Work order. Of the entries below, return only those lines from the line with "positive clicks: (5, 70) (4, 79) (8, 64)" to the line with "positive clicks: (282, 106)", exactly, both included.
********************
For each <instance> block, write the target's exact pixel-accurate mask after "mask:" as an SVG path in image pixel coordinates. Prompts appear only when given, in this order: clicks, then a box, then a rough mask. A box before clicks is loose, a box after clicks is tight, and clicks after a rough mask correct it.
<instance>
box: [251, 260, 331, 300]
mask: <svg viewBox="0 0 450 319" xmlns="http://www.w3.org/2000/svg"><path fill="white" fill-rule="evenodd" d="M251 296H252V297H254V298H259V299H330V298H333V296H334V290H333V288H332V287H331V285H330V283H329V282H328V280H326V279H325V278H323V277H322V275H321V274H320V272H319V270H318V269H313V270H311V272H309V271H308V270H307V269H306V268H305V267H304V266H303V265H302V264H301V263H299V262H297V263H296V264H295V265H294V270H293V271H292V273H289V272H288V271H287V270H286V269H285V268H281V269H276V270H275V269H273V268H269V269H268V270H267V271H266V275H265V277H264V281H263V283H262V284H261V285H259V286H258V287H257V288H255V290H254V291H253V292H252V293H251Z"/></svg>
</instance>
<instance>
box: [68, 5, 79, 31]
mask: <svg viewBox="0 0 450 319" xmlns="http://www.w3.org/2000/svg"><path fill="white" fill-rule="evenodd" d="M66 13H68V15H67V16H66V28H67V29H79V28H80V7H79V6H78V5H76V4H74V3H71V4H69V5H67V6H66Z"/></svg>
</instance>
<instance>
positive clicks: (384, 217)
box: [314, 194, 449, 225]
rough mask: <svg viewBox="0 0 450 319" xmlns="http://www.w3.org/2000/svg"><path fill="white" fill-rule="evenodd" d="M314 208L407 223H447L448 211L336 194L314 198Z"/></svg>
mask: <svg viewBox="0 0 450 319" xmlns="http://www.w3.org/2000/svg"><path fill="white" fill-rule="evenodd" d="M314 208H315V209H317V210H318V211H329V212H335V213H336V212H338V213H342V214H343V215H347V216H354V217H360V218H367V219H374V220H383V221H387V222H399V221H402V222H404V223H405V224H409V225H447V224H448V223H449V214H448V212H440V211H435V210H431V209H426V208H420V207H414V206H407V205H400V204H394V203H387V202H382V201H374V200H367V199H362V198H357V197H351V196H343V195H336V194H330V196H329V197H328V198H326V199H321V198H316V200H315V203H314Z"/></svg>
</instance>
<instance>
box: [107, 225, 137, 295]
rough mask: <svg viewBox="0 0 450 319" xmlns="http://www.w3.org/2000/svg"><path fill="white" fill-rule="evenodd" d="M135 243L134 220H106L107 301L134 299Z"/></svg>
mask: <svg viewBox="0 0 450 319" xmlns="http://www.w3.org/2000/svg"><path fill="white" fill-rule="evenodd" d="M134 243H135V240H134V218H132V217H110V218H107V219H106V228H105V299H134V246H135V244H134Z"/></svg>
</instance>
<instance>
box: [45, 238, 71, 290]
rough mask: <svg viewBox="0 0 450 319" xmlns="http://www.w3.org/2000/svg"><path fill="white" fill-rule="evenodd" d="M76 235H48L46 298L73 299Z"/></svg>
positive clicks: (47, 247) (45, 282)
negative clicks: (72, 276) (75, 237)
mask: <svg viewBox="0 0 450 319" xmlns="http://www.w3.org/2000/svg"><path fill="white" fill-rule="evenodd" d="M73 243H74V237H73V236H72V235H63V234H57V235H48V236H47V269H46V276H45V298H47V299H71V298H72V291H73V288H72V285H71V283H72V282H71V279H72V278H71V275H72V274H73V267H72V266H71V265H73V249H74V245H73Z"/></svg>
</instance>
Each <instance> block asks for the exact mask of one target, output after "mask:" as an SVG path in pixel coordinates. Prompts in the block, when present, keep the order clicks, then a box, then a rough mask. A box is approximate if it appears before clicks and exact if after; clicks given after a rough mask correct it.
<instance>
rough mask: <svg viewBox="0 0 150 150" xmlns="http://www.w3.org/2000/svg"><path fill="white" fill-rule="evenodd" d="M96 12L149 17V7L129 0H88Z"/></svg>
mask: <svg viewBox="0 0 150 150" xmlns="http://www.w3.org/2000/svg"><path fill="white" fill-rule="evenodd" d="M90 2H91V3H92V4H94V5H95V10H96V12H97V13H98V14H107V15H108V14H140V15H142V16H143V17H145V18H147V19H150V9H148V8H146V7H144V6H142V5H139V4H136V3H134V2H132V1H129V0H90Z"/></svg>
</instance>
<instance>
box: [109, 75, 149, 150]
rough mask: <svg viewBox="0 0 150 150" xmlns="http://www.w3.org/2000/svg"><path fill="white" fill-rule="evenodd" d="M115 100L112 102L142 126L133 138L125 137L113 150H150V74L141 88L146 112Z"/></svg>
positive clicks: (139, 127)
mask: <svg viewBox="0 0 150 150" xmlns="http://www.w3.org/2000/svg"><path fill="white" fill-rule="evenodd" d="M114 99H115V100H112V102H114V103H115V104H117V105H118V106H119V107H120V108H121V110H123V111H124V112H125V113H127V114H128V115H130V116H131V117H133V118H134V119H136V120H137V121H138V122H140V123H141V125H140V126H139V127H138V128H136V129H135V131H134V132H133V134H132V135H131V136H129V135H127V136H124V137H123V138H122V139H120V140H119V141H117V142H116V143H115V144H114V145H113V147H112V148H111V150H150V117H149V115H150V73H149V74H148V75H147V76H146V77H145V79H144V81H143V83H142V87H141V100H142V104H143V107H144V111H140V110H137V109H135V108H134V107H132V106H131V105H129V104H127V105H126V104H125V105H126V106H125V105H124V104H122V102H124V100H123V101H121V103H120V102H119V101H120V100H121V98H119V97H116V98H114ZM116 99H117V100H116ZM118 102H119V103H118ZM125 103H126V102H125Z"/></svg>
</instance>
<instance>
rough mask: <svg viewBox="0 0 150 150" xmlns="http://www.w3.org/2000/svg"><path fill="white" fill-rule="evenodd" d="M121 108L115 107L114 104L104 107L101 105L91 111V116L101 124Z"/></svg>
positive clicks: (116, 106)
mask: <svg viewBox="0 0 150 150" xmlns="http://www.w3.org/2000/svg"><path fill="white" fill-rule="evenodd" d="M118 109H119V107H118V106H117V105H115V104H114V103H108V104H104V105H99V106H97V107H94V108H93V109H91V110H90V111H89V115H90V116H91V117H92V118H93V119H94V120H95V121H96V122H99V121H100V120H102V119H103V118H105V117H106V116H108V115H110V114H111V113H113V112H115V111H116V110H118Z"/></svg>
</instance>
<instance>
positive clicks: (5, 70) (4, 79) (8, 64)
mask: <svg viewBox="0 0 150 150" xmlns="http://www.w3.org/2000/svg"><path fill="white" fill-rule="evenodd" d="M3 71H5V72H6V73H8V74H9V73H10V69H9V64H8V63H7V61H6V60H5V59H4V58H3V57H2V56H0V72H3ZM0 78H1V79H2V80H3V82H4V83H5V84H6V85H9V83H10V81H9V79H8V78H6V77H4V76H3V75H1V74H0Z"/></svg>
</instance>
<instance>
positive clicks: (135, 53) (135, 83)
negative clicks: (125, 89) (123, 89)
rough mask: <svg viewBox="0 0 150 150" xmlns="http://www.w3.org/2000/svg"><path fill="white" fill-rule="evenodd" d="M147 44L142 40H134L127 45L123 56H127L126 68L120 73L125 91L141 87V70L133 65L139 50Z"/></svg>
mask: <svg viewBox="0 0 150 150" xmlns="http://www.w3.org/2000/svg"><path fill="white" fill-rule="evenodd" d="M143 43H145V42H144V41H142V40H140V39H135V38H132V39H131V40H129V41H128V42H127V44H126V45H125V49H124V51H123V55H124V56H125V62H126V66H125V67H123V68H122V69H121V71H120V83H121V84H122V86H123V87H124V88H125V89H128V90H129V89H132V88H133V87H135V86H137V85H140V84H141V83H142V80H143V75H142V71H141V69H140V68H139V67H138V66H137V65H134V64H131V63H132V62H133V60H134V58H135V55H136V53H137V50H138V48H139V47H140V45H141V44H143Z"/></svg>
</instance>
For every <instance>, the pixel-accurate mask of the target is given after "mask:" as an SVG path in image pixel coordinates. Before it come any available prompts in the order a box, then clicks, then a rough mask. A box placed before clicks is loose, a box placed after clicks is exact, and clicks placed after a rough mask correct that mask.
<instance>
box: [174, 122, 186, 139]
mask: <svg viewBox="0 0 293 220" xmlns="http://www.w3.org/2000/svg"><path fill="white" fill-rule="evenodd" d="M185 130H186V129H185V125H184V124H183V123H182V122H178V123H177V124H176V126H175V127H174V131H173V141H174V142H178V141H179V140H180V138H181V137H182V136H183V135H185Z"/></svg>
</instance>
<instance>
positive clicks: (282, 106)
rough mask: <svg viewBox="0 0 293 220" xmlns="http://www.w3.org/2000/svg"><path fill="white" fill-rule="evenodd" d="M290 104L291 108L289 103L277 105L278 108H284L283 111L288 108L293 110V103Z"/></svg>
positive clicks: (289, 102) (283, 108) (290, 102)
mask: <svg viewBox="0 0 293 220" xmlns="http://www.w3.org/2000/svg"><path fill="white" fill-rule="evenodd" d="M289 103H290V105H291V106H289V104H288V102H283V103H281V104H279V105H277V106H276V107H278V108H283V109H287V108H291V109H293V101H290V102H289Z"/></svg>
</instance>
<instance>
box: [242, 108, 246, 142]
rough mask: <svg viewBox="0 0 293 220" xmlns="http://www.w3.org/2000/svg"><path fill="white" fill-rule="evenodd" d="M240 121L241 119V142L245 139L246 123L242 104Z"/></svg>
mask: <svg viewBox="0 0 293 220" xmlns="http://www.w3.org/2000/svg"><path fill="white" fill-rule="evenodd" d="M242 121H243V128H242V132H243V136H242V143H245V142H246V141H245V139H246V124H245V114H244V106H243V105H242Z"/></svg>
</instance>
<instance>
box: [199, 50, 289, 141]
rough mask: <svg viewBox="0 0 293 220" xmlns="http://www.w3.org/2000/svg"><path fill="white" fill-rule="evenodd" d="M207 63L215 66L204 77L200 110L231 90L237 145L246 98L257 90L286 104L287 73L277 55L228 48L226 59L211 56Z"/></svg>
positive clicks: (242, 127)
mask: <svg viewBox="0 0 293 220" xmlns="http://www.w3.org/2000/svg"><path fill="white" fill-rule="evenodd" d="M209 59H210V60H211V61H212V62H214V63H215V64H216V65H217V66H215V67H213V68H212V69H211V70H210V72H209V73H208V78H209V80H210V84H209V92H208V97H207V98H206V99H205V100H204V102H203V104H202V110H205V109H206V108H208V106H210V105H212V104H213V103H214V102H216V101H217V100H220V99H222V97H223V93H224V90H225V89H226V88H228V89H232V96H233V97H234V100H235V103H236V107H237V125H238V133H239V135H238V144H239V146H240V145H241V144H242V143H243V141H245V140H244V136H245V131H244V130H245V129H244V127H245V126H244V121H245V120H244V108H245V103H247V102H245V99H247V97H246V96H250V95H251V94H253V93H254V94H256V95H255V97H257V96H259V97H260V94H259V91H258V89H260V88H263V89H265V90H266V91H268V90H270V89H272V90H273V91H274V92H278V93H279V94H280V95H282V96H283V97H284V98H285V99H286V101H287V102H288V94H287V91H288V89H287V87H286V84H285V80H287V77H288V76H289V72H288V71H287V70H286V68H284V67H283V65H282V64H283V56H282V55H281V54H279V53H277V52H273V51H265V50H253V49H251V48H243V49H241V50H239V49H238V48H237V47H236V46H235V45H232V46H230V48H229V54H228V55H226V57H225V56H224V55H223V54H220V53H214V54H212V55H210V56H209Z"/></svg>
********************
Result below.
positive clicks: (5, 70) (4, 79) (8, 64)
mask: <svg viewBox="0 0 150 150" xmlns="http://www.w3.org/2000/svg"><path fill="white" fill-rule="evenodd" d="M3 71H5V72H6V73H8V74H9V73H10V69H9V64H8V63H7V61H6V60H5V59H4V58H3V57H2V56H0V72H3ZM0 78H1V79H2V80H3V82H4V83H5V84H6V85H9V83H10V81H9V79H8V78H6V77H4V76H3V75H1V74H0Z"/></svg>
</instance>
<instance>
positive clicks: (135, 53) (135, 83)
negative clicks: (125, 89) (123, 89)
rough mask: <svg viewBox="0 0 150 150" xmlns="http://www.w3.org/2000/svg"><path fill="white" fill-rule="evenodd" d="M147 44L142 40H134L127 45L123 56H127L126 68L120 73L125 91L141 87V70L133 65L139 50Z"/></svg>
mask: <svg viewBox="0 0 150 150" xmlns="http://www.w3.org/2000/svg"><path fill="white" fill-rule="evenodd" d="M143 43H145V42H144V41H142V40H140V39H135V38H132V39H131V40H129V41H128V42H127V44H126V45H125V49H124V51H123V55H124V56H125V62H126V66H125V67H123V68H122V69H121V71H120V83H121V84H122V86H123V87H124V88H125V89H128V90H129V89H132V88H133V87H135V86H137V85H140V84H141V83H142V80H143V75H142V71H141V69H140V68H139V67H138V66H137V65H134V64H131V63H132V62H133V60H134V58H135V55H136V53H137V50H138V48H139V47H140V45H141V44H143Z"/></svg>
</instance>
For every <instance>, the pixel-accurate mask of the target is given after "mask:" as an SVG path in image pixel coordinates. Before it come any available prompts in the order a box, then clicks, then a rough mask. A box placed before clicks is loose, a box placed after clicks is exact, and clicks placed after a rough mask correct that mask.
<instance>
box: [174, 122, 186, 139]
mask: <svg viewBox="0 0 293 220" xmlns="http://www.w3.org/2000/svg"><path fill="white" fill-rule="evenodd" d="M185 130H186V129H185V125H184V124H183V123H182V122H178V123H177V124H176V126H175V127H174V131H173V141H174V142H178V141H179V140H180V138H181V137H182V136H183V135H185Z"/></svg>
</instance>
<instance>
positive clicks: (282, 106)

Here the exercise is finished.